*** Opening of Exercise inputs ***
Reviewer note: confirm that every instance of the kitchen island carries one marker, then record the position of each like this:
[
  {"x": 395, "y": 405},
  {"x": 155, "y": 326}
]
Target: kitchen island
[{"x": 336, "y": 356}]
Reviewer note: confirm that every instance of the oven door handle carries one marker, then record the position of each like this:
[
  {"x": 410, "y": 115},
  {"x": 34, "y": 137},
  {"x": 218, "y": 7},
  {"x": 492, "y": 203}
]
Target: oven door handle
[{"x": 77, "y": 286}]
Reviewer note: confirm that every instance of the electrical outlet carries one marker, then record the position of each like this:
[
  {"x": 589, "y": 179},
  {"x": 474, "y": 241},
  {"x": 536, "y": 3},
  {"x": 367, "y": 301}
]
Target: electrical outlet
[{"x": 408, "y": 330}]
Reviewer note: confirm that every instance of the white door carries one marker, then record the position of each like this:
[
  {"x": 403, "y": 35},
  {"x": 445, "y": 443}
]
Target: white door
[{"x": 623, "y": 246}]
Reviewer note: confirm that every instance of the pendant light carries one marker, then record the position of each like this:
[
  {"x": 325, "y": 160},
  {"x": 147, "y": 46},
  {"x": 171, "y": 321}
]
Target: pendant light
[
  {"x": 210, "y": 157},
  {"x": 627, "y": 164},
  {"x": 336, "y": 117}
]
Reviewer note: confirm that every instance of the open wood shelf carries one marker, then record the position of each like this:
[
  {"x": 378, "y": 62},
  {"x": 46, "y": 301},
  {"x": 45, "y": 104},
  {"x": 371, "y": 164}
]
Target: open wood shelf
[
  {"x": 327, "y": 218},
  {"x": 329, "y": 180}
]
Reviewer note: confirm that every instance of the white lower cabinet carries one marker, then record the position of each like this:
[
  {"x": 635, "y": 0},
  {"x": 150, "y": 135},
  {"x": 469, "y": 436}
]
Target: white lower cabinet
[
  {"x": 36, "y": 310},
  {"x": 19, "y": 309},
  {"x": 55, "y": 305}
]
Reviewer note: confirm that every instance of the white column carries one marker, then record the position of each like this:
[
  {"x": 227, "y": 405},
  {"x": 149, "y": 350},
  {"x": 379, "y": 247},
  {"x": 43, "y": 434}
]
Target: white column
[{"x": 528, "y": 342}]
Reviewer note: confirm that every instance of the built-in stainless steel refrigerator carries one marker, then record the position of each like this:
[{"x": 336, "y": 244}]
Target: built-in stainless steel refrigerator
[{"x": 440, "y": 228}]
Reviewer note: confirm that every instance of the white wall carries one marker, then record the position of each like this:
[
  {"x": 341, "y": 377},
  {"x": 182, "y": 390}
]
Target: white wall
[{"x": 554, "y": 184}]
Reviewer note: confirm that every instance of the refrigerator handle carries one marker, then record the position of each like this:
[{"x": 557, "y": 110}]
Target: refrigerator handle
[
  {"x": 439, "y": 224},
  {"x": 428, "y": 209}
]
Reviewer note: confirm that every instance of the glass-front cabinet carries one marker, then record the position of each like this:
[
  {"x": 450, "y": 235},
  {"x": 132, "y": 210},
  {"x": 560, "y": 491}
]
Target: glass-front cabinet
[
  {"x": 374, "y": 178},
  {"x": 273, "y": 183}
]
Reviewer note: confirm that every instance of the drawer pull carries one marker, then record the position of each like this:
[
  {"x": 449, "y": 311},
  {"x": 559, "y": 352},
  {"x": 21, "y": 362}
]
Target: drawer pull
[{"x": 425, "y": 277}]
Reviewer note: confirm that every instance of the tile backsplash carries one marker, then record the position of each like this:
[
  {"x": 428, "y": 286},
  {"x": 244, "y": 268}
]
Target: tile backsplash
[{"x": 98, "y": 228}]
*** Close of Exercise inputs ***
Work task:
For this task, set down the entire listing word for word.

Response to this exercise:
Reviewer note: confirm that every instance of the kitchen island carries one marker, then record the position of each like this:
[
  {"x": 395, "y": 405},
  {"x": 155, "y": 326}
]
Target: kitchen island
[{"x": 336, "y": 356}]
Reviewer note: confirm that every instance of the oven door handle carries one marker, then record the position of each like this:
[
  {"x": 410, "y": 115},
  {"x": 34, "y": 137},
  {"x": 218, "y": 7},
  {"x": 492, "y": 203}
]
Target: oven door handle
[{"x": 77, "y": 286}]
Reviewer note: confirm that every instance of the electrical outlet carries one marker, then record the position of each like this:
[
  {"x": 589, "y": 179},
  {"x": 474, "y": 241},
  {"x": 536, "y": 3},
  {"x": 367, "y": 301}
]
Target: electrical outlet
[{"x": 408, "y": 330}]
Reviewer note: confirm that every instance of the white door carries one marker, then record the position of each like this:
[
  {"x": 403, "y": 35},
  {"x": 445, "y": 443}
]
Target: white door
[{"x": 623, "y": 246}]
Reviewer note: confirm that every instance of the pendant light carries one marker, then record the position of each like this:
[
  {"x": 325, "y": 160},
  {"x": 147, "y": 46},
  {"x": 171, "y": 321}
]
Target: pendant light
[
  {"x": 210, "y": 157},
  {"x": 627, "y": 164},
  {"x": 336, "y": 117}
]
Reviewer note: confirm that every instance of the open wood shelf carries one marker, then record the position of each like this:
[
  {"x": 378, "y": 62},
  {"x": 46, "y": 301},
  {"x": 45, "y": 104},
  {"x": 371, "y": 164}
]
Target: open wood shelf
[
  {"x": 327, "y": 218},
  {"x": 329, "y": 180}
]
Reviewer note: confirm that every instance of the white lower cabinet carries one marker, then record the position of each like this:
[
  {"x": 635, "y": 0},
  {"x": 150, "y": 135},
  {"x": 469, "y": 436}
]
Target: white lower cabinet
[
  {"x": 36, "y": 310},
  {"x": 19, "y": 309},
  {"x": 55, "y": 305}
]
Reviewer note: confirm that every instance of the white column carries one marker, then record the position of each like this:
[
  {"x": 227, "y": 405},
  {"x": 149, "y": 350},
  {"x": 379, "y": 247},
  {"x": 43, "y": 434}
]
Target: white column
[{"x": 528, "y": 342}]
Reviewer note: confirm that every instance of the built-in stainless steel refrigerator carries one marker, then record the position of each like this:
[{"x": 336, "y": 244}]
Target: built-in stainless steel refrigerator
[{"x": 440, "y": 228}]
Reviewer note: confirm that every instance of the white wall carries one marker, then record the position of each like this:
[
  {"x": 341, "y": 377},
  {"x": 182, "y": 390}
]
Target: white wall
[{"x": 554, "y": 184}]
Reviewer note: confirm that every instance of the refrigerator handle carries one marker, then record the position of each like this:
[{"x": 557, "y": 110}]
Target: refrigerator handle
[
  {"x": 439, "y": 224},
  {"x": 428, "y": 209}
]
Reviewer note: confirm that every instance of the glass-front cabinet carries one marker, then record the position of each like this:
[
  {"x": 450, "y": 235},
  {"x": 132, "y": 210},
  {"x": 560, "y": 491}
]
Target: glass-front cabinet
[
  {"x": 374, "y": 178},
  {"x": 273, "y": 183}
]
Reviewer note: confirm that every instance of the drawer pull carries one marker, then record the position of each like this:
[
  {"x": 449, "y": 311},
  {"x": 559, "y": 352},
  {"x": 21, "y": 362}
]
Target: drawer pull
[{"x": 425, "y": 277}]
Reviewer note: confirm that every instance of the tile backsplash carries one marker, then record the position of each like this:
[
  {"x": 428, "y": 286},
  {"x": 244, "y": 268}
]
Target: tile backsplash
[{"x": 98, "y": 228}]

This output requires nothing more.